══ EXCERPTED TEXT ══

The main downside of this is that there will be a lot of m_defrag() calls
being done and they do quite a bit of bcopy()'ng.

Version B:
replace
  ifp->if_hw_tsomax = IP_MAXPACKET;
with
  ifp->if_hw_tsomax = min(29 * MCLBYTES, IP_MAXPACKET);

This one would avoid the m_defrag() calls, but might have a negative
impact on TSO performance for drivers that can handle 35 transmit segments,
since the maximum TSO segment size is reduced by about 6K. (Because of the
second size reduction to an exact multiple of TCP transmit data size, the
exact amount varies.)

Possible longer term fixes:
One longer term fix might be to add something like if_hw_tsomaxseg so that
a driver can set a limit on the number of transmit segments (mbufs in chain)
and tcp_output() could use that to limit the size of the TSO segment, as
required. (I have a first stab at such a patch, but no way to test it, so
I can't see that being done by May. Also, it would require changes to a lot
of drivers to make it work. I've attached this patch, in case anyone wants
to work on it?)

Another might be to increase the size of MCLBYTES (I don't see this as
practical for 9.3, although the actual change is simple.). I do think
that increasing MCLBYTES might be something to consider doing in the
future, for reasons beyond fixing this.

So, what do others think should be done? rick

═══

Retype the passage of the excerpt on TSO segment sizes starting at "This one would" and ending at "exact amount varies.)". The lines after this point are separate material, unrelated to the excerpt on TSO segment sizes.

══ SUPPLIED ENTRIES ══

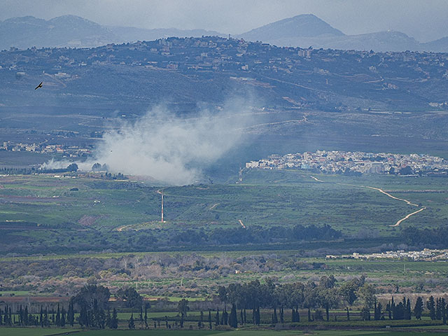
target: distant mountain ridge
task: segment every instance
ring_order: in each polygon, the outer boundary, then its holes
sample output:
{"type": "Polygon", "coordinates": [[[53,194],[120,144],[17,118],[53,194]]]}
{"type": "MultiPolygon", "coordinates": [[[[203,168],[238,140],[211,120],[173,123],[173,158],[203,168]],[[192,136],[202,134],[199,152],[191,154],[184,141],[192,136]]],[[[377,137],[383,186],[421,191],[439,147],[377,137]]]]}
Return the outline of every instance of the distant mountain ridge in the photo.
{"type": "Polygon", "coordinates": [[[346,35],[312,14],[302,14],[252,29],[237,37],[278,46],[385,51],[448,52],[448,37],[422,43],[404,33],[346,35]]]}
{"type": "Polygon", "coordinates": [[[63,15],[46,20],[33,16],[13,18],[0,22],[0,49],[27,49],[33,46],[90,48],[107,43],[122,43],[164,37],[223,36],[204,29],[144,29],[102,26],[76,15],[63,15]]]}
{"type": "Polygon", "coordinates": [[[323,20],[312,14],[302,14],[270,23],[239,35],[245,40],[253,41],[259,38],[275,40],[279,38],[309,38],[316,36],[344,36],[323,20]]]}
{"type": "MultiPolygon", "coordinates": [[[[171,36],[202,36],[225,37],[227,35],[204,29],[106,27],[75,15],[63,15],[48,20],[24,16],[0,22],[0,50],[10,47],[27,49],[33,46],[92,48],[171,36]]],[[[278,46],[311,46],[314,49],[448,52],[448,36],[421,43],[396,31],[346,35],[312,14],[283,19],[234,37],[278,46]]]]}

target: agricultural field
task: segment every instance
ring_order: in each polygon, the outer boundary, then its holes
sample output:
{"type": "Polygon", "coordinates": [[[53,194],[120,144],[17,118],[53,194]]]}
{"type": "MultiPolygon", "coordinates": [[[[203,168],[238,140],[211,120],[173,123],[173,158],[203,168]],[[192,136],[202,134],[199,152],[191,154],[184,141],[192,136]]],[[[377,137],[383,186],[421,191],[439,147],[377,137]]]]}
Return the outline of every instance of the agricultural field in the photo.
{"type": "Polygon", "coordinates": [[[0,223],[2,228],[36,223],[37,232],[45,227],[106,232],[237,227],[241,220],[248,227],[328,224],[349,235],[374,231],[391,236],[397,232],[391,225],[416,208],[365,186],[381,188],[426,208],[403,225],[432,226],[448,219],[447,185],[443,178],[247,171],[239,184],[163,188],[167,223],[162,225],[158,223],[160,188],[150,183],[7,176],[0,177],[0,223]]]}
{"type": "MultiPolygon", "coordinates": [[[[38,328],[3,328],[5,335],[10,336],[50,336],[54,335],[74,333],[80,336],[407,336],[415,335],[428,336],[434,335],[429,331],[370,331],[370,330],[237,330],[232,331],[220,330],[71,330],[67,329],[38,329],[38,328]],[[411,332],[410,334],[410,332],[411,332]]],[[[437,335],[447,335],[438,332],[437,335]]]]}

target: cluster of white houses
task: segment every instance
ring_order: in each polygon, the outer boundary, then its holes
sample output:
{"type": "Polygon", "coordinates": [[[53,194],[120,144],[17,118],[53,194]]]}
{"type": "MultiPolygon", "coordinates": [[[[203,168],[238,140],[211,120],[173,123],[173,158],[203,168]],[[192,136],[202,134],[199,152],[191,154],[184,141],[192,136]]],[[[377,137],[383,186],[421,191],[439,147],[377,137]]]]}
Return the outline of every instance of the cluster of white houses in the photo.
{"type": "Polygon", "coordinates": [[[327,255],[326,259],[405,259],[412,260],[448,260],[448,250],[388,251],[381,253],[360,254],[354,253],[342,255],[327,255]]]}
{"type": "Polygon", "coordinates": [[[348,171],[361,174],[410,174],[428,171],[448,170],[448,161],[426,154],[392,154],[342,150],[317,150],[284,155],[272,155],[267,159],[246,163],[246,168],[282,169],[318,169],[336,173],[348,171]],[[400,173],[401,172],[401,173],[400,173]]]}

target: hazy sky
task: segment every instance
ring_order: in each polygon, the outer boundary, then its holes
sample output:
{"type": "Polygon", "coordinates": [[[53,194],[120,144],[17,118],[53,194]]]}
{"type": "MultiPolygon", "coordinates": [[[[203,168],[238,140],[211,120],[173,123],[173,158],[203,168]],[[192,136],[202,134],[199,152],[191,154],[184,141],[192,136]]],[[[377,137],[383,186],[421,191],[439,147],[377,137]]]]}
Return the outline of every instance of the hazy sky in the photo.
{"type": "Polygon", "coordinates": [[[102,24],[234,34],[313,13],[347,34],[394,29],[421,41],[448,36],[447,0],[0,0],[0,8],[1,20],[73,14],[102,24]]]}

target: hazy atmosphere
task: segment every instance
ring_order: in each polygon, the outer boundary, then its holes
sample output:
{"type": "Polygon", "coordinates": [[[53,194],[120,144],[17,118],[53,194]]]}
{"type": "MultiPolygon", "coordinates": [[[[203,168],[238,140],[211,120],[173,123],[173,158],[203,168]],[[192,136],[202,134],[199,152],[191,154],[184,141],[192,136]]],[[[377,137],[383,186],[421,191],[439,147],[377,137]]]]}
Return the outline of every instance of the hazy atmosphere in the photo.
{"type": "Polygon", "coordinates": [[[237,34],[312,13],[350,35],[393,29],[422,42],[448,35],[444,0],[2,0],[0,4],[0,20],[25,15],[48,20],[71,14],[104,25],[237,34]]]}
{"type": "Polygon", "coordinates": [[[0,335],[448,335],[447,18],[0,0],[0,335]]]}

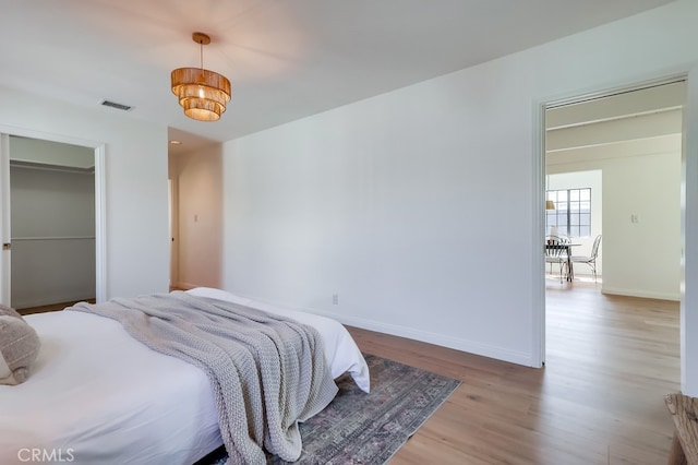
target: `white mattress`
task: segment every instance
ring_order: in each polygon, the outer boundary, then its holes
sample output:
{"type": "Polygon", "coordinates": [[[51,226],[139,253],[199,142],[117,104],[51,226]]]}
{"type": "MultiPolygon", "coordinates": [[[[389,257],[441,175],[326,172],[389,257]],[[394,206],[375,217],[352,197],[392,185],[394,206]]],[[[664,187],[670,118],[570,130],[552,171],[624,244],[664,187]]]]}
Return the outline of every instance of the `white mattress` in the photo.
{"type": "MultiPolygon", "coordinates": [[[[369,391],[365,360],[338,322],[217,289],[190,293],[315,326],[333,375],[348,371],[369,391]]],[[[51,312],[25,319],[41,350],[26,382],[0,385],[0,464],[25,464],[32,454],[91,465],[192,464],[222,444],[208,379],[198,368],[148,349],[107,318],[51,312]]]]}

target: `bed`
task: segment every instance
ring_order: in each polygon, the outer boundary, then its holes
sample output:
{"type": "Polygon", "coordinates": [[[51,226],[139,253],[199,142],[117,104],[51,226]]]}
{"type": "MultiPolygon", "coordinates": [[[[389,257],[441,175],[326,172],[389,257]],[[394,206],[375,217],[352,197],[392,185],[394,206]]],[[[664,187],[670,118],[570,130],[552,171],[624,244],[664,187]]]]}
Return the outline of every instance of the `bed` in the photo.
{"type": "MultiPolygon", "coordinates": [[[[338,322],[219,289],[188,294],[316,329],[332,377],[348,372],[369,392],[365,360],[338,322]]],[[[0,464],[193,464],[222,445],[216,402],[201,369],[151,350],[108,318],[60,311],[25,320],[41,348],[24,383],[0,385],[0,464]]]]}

═══
══ SUPPLIED ENTRIES ══

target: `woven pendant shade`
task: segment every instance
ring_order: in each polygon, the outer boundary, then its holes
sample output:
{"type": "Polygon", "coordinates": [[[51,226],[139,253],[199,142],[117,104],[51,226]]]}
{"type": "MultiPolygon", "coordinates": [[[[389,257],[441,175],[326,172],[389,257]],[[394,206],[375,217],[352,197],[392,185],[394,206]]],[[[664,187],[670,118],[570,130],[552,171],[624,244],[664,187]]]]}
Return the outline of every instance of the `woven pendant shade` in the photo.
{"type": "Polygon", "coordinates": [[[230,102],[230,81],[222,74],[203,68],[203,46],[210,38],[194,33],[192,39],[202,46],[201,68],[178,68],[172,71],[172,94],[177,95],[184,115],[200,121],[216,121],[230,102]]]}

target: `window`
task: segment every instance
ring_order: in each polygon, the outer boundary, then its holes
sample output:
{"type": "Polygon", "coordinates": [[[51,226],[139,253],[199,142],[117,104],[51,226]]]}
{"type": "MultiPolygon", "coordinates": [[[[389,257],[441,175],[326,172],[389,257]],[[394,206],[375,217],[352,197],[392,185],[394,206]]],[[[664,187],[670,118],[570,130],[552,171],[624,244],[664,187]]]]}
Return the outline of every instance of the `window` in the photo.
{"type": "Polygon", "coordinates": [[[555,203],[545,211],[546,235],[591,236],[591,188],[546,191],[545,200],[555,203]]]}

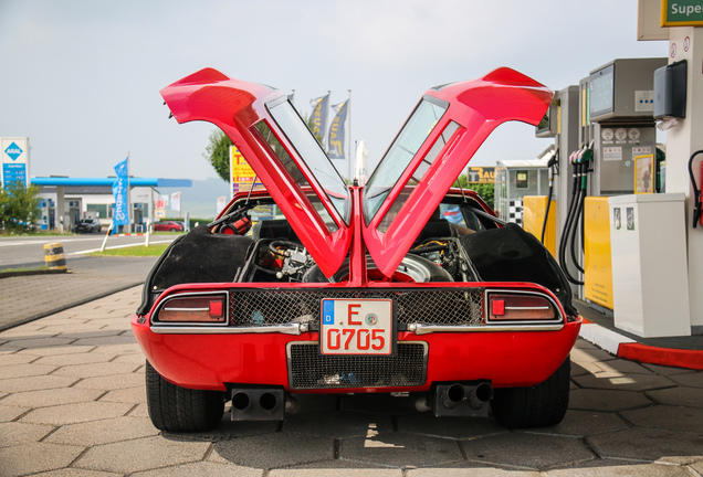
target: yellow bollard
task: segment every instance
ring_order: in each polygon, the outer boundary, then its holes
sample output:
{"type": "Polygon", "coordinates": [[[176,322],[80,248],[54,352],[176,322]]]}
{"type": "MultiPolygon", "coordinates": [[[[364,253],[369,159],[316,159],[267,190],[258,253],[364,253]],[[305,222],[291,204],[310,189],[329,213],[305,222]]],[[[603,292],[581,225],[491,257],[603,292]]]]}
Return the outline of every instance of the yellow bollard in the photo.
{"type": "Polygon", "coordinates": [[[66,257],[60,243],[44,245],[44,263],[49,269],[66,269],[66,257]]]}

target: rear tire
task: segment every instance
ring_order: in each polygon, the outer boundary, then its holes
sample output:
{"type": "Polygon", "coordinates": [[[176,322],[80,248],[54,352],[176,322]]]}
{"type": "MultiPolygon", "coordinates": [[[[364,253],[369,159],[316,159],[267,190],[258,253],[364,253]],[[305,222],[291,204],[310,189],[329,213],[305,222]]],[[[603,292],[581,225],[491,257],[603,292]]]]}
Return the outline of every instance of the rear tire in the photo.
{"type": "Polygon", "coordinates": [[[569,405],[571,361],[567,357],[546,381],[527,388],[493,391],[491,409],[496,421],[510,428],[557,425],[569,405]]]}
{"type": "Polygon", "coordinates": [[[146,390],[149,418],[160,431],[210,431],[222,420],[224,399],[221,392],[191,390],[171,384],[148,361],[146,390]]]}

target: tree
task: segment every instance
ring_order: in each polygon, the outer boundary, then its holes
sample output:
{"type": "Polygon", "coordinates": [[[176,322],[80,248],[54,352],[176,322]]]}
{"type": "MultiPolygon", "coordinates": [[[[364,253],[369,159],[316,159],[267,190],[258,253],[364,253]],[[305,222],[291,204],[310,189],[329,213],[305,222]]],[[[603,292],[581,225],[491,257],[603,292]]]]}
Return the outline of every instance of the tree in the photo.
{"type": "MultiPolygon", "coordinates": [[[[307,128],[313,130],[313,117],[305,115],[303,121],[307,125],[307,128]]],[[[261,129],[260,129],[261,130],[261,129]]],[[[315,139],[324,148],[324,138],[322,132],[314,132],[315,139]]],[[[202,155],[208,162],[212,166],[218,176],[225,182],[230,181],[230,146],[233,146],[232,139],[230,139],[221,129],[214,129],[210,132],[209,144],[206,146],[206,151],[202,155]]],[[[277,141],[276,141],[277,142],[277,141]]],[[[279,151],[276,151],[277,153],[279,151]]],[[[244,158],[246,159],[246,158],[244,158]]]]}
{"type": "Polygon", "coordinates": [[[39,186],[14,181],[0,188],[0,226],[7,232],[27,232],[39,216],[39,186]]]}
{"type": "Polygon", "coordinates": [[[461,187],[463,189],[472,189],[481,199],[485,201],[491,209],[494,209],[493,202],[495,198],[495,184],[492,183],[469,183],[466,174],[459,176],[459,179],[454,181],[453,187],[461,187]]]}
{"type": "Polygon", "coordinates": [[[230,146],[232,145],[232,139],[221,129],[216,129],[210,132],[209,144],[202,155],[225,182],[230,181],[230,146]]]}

═══
══ SUPPLIED ENTRIES ══

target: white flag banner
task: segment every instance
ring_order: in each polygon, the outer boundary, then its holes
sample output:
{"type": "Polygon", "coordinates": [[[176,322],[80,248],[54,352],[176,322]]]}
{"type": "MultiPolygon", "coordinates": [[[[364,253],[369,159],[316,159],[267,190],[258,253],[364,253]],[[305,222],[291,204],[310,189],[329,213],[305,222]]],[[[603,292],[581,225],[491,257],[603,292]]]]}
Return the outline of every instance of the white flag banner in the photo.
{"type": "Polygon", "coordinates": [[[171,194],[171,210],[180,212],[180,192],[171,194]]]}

═══

SOLUTION FOR THIS TASK:
This one would avoid the m_defrag() calls, but might have a negative
impact on TSO performance for drivers that can handle 35 transmit segments,
since the maximum TSO segment size is reduced by about 6K. (Because of the
second size reduction to an exact multiple of TCP transmit data size, the
exact amount varies.)